● **Stated exercise**: You are to retype all of the data exactly as it appears.

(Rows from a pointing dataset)
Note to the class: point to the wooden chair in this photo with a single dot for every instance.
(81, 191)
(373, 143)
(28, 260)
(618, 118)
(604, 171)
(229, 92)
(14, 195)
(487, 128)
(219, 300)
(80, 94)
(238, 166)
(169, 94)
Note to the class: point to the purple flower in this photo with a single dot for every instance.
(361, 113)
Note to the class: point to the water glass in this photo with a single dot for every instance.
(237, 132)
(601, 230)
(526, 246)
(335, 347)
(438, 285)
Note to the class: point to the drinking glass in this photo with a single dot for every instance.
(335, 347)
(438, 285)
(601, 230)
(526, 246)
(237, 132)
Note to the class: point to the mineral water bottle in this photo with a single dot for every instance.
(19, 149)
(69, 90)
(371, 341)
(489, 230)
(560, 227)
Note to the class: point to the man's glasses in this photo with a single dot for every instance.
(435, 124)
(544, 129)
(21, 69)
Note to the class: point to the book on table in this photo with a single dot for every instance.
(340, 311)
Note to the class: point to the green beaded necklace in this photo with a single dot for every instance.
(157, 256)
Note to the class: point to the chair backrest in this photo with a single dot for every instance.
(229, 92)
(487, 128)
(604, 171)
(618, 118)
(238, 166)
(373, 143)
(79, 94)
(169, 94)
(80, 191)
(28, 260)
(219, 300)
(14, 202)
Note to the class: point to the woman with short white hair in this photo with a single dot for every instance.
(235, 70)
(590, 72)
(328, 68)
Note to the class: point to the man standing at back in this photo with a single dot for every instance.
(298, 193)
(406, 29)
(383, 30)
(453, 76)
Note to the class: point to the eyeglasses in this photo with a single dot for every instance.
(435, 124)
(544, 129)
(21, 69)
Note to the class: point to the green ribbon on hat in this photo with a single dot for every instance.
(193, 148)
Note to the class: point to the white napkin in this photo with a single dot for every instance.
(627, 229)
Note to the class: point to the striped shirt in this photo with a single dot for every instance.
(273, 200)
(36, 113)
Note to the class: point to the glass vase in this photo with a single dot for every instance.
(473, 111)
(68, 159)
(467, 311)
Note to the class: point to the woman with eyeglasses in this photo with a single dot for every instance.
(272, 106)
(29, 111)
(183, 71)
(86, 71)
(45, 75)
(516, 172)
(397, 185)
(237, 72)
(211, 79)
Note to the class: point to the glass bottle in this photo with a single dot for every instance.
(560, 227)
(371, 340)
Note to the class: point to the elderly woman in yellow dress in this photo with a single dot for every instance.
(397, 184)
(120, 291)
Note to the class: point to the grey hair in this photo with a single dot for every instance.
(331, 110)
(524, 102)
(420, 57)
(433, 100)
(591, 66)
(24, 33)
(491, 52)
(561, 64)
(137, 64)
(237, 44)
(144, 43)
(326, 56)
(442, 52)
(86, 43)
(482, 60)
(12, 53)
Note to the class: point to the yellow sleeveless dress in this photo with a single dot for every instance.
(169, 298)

● **Exercise output**:
Note to the class: point to the wooden chair in this photo with a single dot for every instance.
(81, 191)
(373, 143)
(28, 260)
(618, 118)
(604, 171)
(229, 92)
(14, 195)
(487, 128)
(219, 300)
(80, 94)
(238, 166)
(169, 94)
Note to the class: point to the purple flower in this photo with a single dot for every instance.
(361, 113)
Note to the class: point to the water glass in this photo with a single dot for every instance.
(237, 132)
(601, 230)
(526, 246)
(335, 347)
(438, 285)
Note to the class: point to the drinking glass in this photo with a single dot for every instance.
(335, 347)
(438, 285)
(601, 230)
(526, 246)
(237, 132)
Note to the class: point to the mineral water bottle in this photo with a single dot for every instance.
(19, 149)
(69, 90)
(371, 341)
(489, 230)
(560, 227)
Note to the class: point to the man's glasses in this photo with a single dot for every instance.
(435, 124)
(544, 129)
(21, 69)
Note to the class: point to the book on table in this photo with a single dot for every instance.
(340, 311)
Note to the class: point to the green beaded necklace in this photo with a single dot for every instance.
(157, 256)
Note to the class: point to the chair backrest in this photo with a single dot for every instance.
(229, 92)
(487, 128)
(604, 171)
(618, 118)
(238, 166)
(373, 143)
(79, 94)
(169, 94)
(80, 191)
(28, 260)
(219, 300)
(14, 202)
Note to the class: point to the woman with short white hair in this photo with a single dot for every instance.
(235, 70)
(590, 72)
(328, 68)
Note to the class: point to the man standing at back in this photo with a single dot for every instance.
(298, 193)
(406, 29)
(383, 30)
(453, 76)
Note to the class: point to the eyeglasses in this photo with a single dot for every instance.
(435, 124)
(544, 129)
(21, 69)
Note to the class: point to the green ribbon on hat in this photo with a single dot for every instance.
(193, 148)
Note to the class: point to the white napkin in this photo with a single dot for every instance.
(627, 229)
Note to the class: point to the striped shirt in this photo with a single dot for every instance.
(273, 200)
(36, 113)
Note to the class: point to the glass vase in this photo with a single dot for every instance.
(473, 111)
(68, 159)
(467, 311)
Note to the class: point to the woman with eyeglasses in this photo with a single dot for every instance.
(272, 106)
(29, 111)
(183, 71)
(86, 71)
(45, 75)
(516, 172)
(397, 185)
(237, 72)
(211, 79)
Note to the class: point to the glass bottle in this photo with a single dot for every instance.
(560, 227)
(371, 340)
Note to the class: point to the elderly woman in yellow dress in this photo with a single dot for every instance.
(397, 184)
(120, 291)
Note to the class: point to the grey hair in this photo with a single dot for every instance.
(331, 110)
(524, 102)
(420, 57)
(433, 100)
(591, 66)
(24, 33)
(491, 52)
(561, 64)
(137, 64)
(237, 44)
(144, 43)
(326, 56)
(442, 52)
(86, 43)
(482, 60)
(12, 53)
Note to the class: point to the yellow sleeveless dress in this photo with a single dot for every instance.
(169, 298)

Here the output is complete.